- [ИСХОДНЫЙ ТЕКСТ]
------------
– Почему «Днепр» Кучеревского – одна из лучших команд в истории клуба?

 

– Все началось еще с Емца и Жиздика. Они поняли суть вопроса, создали в команде такие условия, которые соответствовали всем требованиям. Они делали вообще все, что обещали. Это редкость для советских клубов. Только перешел в «Днепр», а мне дают деньги. «За что? – спрашиваю. – Мы же не обсуждали эту сумму». Объясняют: «Езжай в отпуск. Если тебе дали, значит, заслужил». Жиздик всегда говорил думать только о футболе – никаких бытовых проблем. Мы обращались в клуб и они все конкретно решали.

 

Сомневался, идти ли мне в «Днепр». Это гранд советского футбола, там Протасов играл. Но мне сказали – и Литовченко, и Протасов уходят, поэтому приглашаем тебя. Это меня подняло. Кучеревский создал очень сильную защиту. За счет нее мы добились успехов. И когда ушли два лидера, мы стали более коллективной командой. Раньше же на них играли.
------------
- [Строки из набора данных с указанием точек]
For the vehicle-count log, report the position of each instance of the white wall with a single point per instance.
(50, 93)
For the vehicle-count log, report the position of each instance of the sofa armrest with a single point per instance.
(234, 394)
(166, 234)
------------
- [ЗАДАНИЕ]
Проверьте по тексту о «Днепре», верны ли утверждения. На каждое ответьте «да» или «нет» и дословно процитируйте решающие слова текста.
(а) Игрокам «Днепра» приходилось самим разбираться с бытовыми проблемами.
(б) Успехов команда добилась за счет сильной защиты, которую создал Кучеревский.
(в) Говорящий сразу, без раздумий, согласился перейти в «Днепр».

- [ОТВЕТ]
(а) Нет: «Жиздик всегда говорил думать только о футболе – никаких бытовых проблем».
(б) Да: «Кучеревский создал очень сильную защиту. За счет нее мы добились успехов».
(в) Нет: «Сомневался, идти ли мне в «Днепр»».